(Natural-language object grounding data)
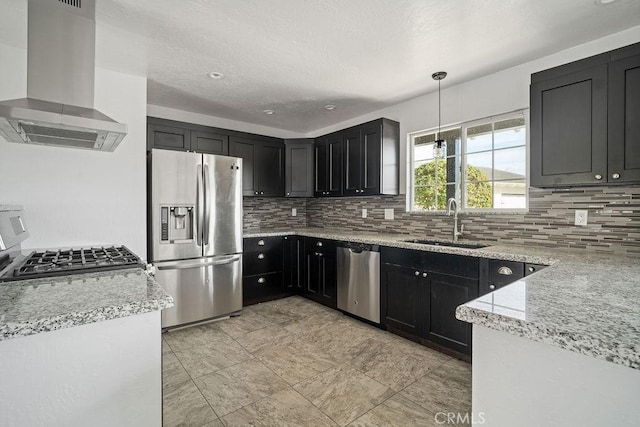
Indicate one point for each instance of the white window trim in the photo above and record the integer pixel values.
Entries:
(522, 112)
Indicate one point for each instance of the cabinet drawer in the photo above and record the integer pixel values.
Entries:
(261, 286)
(262, 244)
(262, 262)
(505, 272)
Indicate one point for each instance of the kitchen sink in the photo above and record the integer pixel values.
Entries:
(451, 244)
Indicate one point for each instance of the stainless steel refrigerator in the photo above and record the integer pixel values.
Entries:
(195, 233)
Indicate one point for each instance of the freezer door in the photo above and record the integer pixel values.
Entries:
(175, 210)
(202, 289)
(223, 205)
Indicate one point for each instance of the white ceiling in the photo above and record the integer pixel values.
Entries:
(294, 56)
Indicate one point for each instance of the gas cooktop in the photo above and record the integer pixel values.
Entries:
(61, 262)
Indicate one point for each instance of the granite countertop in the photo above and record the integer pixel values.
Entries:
(583, 302)
(29, 307)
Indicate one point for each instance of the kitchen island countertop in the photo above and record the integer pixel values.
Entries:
(585, 302)
(29, 307)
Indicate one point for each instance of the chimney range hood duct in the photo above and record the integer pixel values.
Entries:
(58, 109)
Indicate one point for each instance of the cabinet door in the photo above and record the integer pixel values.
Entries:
(299, 179)
(569, 129)
(246, 149)
(269, 165)
(293, 264)
(209, 142)
(335, 164)
(446, 293)
(352, 162)
(371, 155)
(321, 161)
(624, 120)
(402, 298)
(167, 137)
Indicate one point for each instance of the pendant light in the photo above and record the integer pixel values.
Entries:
(440, 145)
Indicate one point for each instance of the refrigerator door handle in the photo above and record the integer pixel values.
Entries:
(182, 265)
(207, 206)
(199, 206)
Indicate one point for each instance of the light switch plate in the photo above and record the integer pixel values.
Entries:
(581, 217)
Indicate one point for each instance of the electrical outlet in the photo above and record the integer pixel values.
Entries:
(581, 217)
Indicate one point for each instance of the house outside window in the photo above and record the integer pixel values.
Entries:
(483, 166)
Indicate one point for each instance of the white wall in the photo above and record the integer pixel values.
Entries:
(219, 122)
(76, 197)
(519, 382)
(496, 93)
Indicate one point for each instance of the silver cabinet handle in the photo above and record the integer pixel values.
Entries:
(505, 271)
(180, 265)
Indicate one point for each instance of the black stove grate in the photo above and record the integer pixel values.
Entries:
(71, 261)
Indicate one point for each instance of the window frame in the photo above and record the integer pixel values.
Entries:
(463, 126)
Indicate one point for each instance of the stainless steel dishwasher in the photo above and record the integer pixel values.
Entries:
(359, 280)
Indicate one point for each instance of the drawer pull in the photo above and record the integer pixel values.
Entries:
(505, 271)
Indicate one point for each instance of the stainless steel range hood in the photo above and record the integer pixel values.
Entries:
(58, 109)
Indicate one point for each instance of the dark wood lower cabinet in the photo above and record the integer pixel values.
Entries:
(402, 298)
(446, 293)
(321, 280)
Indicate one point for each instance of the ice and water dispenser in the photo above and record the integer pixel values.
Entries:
(176, 224)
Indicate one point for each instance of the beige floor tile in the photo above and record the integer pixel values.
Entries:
(173, 373)
(446, 389)
(398, 411)
(184, 405)
(296, 362)
(343, 393)
(247, 322)
(230, 389)
(195, 336)
(203, 360)
(283, 409)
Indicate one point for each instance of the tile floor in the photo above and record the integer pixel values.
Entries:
(293, 362)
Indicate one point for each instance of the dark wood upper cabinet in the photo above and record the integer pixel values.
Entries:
(299, 181)
(328, 165)
(585, 121)
(168, 137)
(361, 160)
(209, 142)
(624, 119)
(263, 166)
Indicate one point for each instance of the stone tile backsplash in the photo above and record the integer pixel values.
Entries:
(613, 226)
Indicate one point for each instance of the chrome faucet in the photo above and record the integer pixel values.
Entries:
(452, 206)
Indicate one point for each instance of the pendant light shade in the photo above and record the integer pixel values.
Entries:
(440, 145)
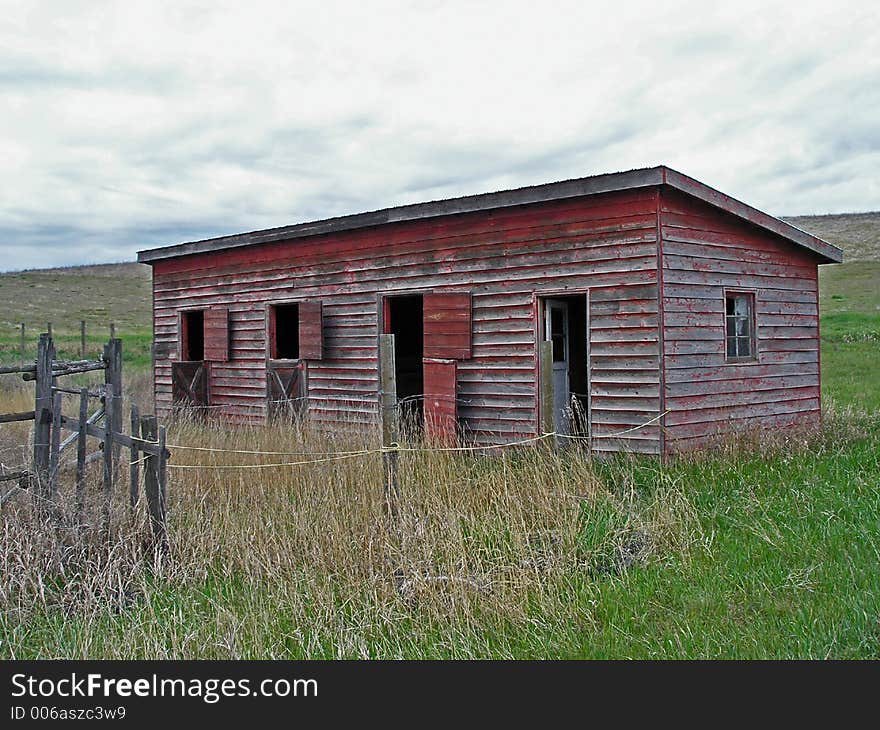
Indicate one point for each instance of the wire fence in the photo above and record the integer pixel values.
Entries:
(331, 456)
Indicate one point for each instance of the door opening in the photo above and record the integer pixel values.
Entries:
(193, 340)
(404, 320)
(565, 325)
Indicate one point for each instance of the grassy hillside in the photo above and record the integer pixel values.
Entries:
(765, 547)
(117, 293)
(858, 234)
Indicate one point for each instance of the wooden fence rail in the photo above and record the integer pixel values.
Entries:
(147, 438)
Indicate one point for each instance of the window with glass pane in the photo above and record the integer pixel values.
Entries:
(740, 325)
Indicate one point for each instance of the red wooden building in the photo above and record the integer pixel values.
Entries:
(666, 302)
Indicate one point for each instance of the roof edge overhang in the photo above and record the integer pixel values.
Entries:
(593, 185)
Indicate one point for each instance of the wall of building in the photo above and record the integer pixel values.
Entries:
(504, 258)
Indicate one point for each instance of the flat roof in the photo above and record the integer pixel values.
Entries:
(593, 185)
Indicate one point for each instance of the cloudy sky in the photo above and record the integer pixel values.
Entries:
(127, 125)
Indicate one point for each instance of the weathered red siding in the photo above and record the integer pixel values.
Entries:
(504, 258)
(705, 250)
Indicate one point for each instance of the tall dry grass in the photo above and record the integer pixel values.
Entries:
(304, 561)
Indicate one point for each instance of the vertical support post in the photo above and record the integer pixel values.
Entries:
(390, 423)
(545, 369)
(154, 477)
(42, 412)
(133, 468)
(81, 454)
(110, 404)
(162, 474)
(54, 448)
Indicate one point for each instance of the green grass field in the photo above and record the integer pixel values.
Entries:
(766, 548)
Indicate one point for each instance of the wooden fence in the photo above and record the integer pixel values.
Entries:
(105, 424)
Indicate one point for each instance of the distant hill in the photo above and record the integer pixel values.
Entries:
(858, 234)
(120, 293)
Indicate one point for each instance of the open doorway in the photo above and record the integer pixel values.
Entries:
(193, 336)
(565, 325)
(404, 320)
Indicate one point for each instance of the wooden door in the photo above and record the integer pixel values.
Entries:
(189, 386)
(286, 391)
(557, 331)
(441, 401)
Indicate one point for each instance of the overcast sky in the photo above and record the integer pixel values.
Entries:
(127, 125)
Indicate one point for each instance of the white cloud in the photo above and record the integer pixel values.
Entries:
(128, 125)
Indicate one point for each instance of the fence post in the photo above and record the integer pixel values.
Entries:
(390, 421)
(42, 412)
(133, 469)
(113, 390)
(54, 447)
(109, 462)
(548, 406)
(81, 454)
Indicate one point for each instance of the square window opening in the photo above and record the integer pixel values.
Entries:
(193, 348)
(284, 332)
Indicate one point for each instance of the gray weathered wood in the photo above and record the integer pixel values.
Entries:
(390, 421)
(545, 368)
(111, 405)
(120, 440)
(54, 447)
(23, 368)
(154, 479)
(81, 436)
(113, 390)
(68, 424)
(75, 391)
(43, 411)
(61, 369)
(133, 468)
(12, 417)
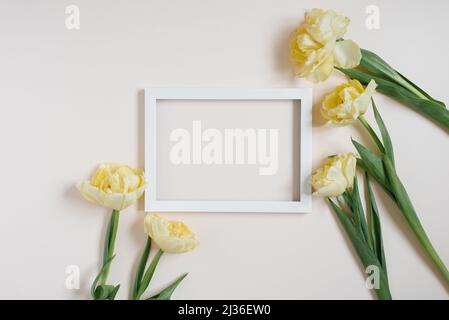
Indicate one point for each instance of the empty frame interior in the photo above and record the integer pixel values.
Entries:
(216, 179)
(228, 150)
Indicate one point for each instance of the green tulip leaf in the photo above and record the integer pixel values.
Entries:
(149, 274)
(375, 226)
(404, 203)
(429, 108)
(373, 164)
(99, 276)
(388, 146)
(357, 209)
(167, 292)
(364, 251)
(141, 267)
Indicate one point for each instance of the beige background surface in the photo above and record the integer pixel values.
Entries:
(70, 99)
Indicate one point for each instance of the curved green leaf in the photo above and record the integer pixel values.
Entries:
(149, 274)
(141, 267)
(167, 292)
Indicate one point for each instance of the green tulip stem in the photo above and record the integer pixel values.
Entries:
(372, 133)
(111, 234)
(148, 274)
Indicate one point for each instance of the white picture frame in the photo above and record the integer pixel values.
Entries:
(304, 95)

Work to complete: Word for word, give the entries back in full; the pictures do not belong in the copy.

Result:
Indicate one point for each instance of the white window trim in the photo above and record the integer pixel values.
Entries:
(522, 112)
Indicate one point for each instance of the cabinet drawer in the photo above and record the integer pixel values.
Entries:
(261, 286)
(262, 244)
(262, 262)
(505, 272)
Indicate one point for each instance of the kitchen sink in the photo above and record the integer pixel values.
Entries:
(451, 244)
Indicate one point for each instance of the stainless steel refrigerator in the photo above and record the integer pixel values.
Entries:
(195, 233)
Indicate one point for each instance of the freezer door in the photo above and record the integer pixel values.
Entries:
(175, 210)
(202, 289)
(223, 205)
Indicate one point for each instance of the white ceiling in the photo above and record the integer pixel values.
Entries:
(294, 56)
Indicate one point for each instance of the gas cooktop in the photo above and record the integer pixel values.
Entries:
(61, 262)
Indicate one point for each instance of the granite countertop in the photo above and record the integer pixel values.
Entries:
(583, 302)
(29, 307)
Indicate one point for each instance of the kitchen island countertop in the photo above and record the integer pixel values.
Entries:
(585, 302)
(29, 307)
Indicate one point for each instance of the chimney range hood duct in the photo above and record the integer pixel values.
Entries:
(58, 109)
Indicate one point for each instance of the cabinet door in the photo above and record the integer pixel values.
Entries:
(299, 179)
(569, 129)
(246, 149)
(269, 165)
(293, 264)
(209, 142)
(335, 164)
(446, 293)
(352, 162)
(371, 155)
(321, 161)
(624, 120)
(402, 298)
(167, 137)
Indicate one point for each instance of the pendant light in the photo above and record the integer pixel values.
Entries:
(440, 145)
Indicate one point for each instance of the refrigerator door handle in the photo above and record the integer pixel values.
Entries:
(182, 265)
(207, 206)
(199, 206)
Indicate one point for each instance of the light switch plate in the photo above and record the integer pixel values.
Entries:
(581, 217)
Indicate one point for each instance of the electrical outlet in the photo above and record the integer pixel values.
Entries:
(581, 217)
Indicate one point for each instance of the house outside window in the photo above and record the integer pixel values.
Entries:
(483, 166)
Indicate one point for each instance of the white wall in the photo above and record the integer pixel values.
Entries:
(219, 122)
(76, 197)
(519, 382)
(496, 93)
Indicate one point for each instance of the silver cabinet handle in the photo above and record the integer pixel values.
Entries:
(505, 271)
(180, 265)
Indicate one point for each instance of the black stove grate in the photo above and record the integer pixel values.
Entries:
(71, 261)
Indicate one point for each instance of the window frame in the photo above and record the integer pixel values.
Entries:
(463, 126)
Indicate one point for each instance of the stainless steel dishwasher in the photo above and record the integer pixel values.
Entries:
(359, 280)
Indicate one point for each instance of the drawer pull in the photo above and record the integer pixel values.
Entries:
(505, 271)
Indicate one point for each instance of the stainless steel range hood in the photo above and record the integer pixel values.
Entries:
(58, 109)
Indicate one point for each instance of the dark wood lower cabinet in the photo above and record the integer pixel values.
Entries:
(402, 298)
(446, 293)
(321, 280)
Indicate one point for each instance of the ice and water dispenser in the photo above and record the integer pixel values.
Entries:
(176, 224)
Indicate one point for each instance of the beige floor tile in the photo above and record the integer pixel values.
Entries:
(173, 373)
(446, 389)
(398, 411)
(184, 405)
(296, 362)
(343, 393)
(247, 322)
(230, 389)
(195, 336)
(203, 360)
(283, 409)
Indicate one point for each instance of the tile floor in the photo above and record the integer pixel values.
Entries:
(293, 362)
Indicate one point for each instance of the dark wood upper cabinet in the photo above and record the integer pixel values.
Entries:
(299, 181)
(328, 165)
(585, 121)
(168, 137)
(361, 160)
(209, 142)
(624, 119)
(263, 166)
Indicate one point for each instance of the stone tile backsplash in the photo above and record the integer pixel values.
Entries:
(613, 226)
Indicate one point for each instance of the chrome faucet in the photo above and record the integer pixel values.
Entries:
(452, 206)
Indicate one point for each instance of the pendant light shade in the photo above and record the integer pixel values.
Entries:
(440, 145)
Indicate one point for each instance of the wire fence in the photo above and record the integer pixel values.
Entries:
(331, 456)
Indicate one point for each instance of the door opening in the photo above and record the integer pixel values.
Entries:
(193, 340)
(404, 320)
(565, 325)
Indicate one point for each instance of the grassy hillside in the photo above and record the integer pixel values.
Entries:
(765, 547)
(117, 293)
(858, 234)
Indicate one point for each instance of the wooden fence rail in the photo above and record the integer pixel values.
Entries:
(147, 438)
Indicate one point for each instance of the window with glass pane in the photo above and record the integer pixel values.
Entries:
(740, 325)
Indicate one point for each instance of the red wooden building in the photo above and record the integer pixel values.
Entries:
(666, 302)
Indicate one point for each instance of the roof edge overhang in the photo above and record the integer pixel values.
Entries:
(593, 185)
Indicate one point for each instance of the wall of building in the photo above and record the integer pixel values.
Entries:
(504, 258)
Indicate one point for each instance of the flat roof in the photo above and record the integer pixel values.
Entries:
(593, 185)
Indicate one point for each instance of the cloudy sky in the photo above and record the integer pixel values.
Entries:
(127, 125)
Indicate one point for each instance of the weathered red siding in the photo above and record the integer pixel values.
Entries:
(504, 258)
(705, 250)
Indicate one point for each instance of the tall dry grass in the photo above and record the integer pixel values.
Entries:
(304, 561)
Indicate one point for each instance of the vertical support post in the photo above and record the integer pixel values.
Entries:
(390, 423)
(545, 369)
(154, 477)
(42, 412)
(133, 468)
(81, 454)
(110, 404)
(162, 474)
(54, 448)
Indicate one point for each instance of the green grass field in the photo above and record the integer pixel values.
Entries:
(766, 548)
Indicate one point for each instance of the wooden fence in the photo above and record the integer pixel values.
Entries:
(105, 424)
Indicate one point for each instance of the distant hill in the photo above and record the integer pixel values.
Entries:
(858, 234)
(120, 293)
Indicate one point for each instance of the open doorway in the photo above and record the integer pixel values.
Entries:
(193, 336)
(565, 325)
(404, 320)
Indicate one point for each instance of the wooden door in the photo above and record the integer pixel values.
Entries:
(189, 386)
(286, 391)
(557, 331)
(441, 401)
Indicate one point for each instance of the overcast sky in the photo above and record the integer pixel values.
Entries:
(127, 125)
Indicate one point for each instance of the white cloud in the photo above and record the integer pixel values.
Entries:
(128, 125)
Indicate one point for each instance of the fence post in the photo above and record the integer pixel values.
Entries:
(390, 421)
(42, 412)
(133, 469)
(113, 390)
(54, 447)
(109, 462)
(548, 406)
(81, 454)
Indicate one point for each instance of the square window opening in the photo above and record the integer pixel values.
Entries:
(193, 348)
(284, 332)
Indicate one point for each instance of the gray weathered wood in the photo above and record the integer pixel values.
Entries:
(390, 421)
(545, 368)
(111, 405)
(120, 440)
(54, 447)
(23, 368)
(154, 479)
(81, 436)
(113, 390)
(68, 424)
(75, 391)
(43, 411)
(61, 369)
(133, 468)
(12, 417)
Indicate one point for each instance of the empty frame interior in the photo above and record the integer pixel values.
Entries:
(216, 179)
(228, 150)
Indicate one point for each instance of the green tulip leaf in the photo above and record the integer pixel values.
Entries:
(149, 274)
(375, 226)
(404, 203)
(429, 108)
(373, 164)
(99, 276)
(388, 146)
(357, 209)
(167, 292)
(364, 251)
(141, 267)
Indicate one point for each instance of the beige background surface in the photo above and record the integer pixel values.
Entries:
(70, 99)
Indicate one point for each instance of the curved green leaf in the photo above and record the integer pixel values.
Entries:
(149, 274)
(141, 267)
(167, 292)
Indicate one point for each instance of the green tulip stem in the photo above and record the integer pixel values.
Entries:
(372, 133)
(111, 234)
(148, 274)
Indicate one point for each instance of the white picture frame in the photo above and record the integer pixel values.
Entries:
(304, 95)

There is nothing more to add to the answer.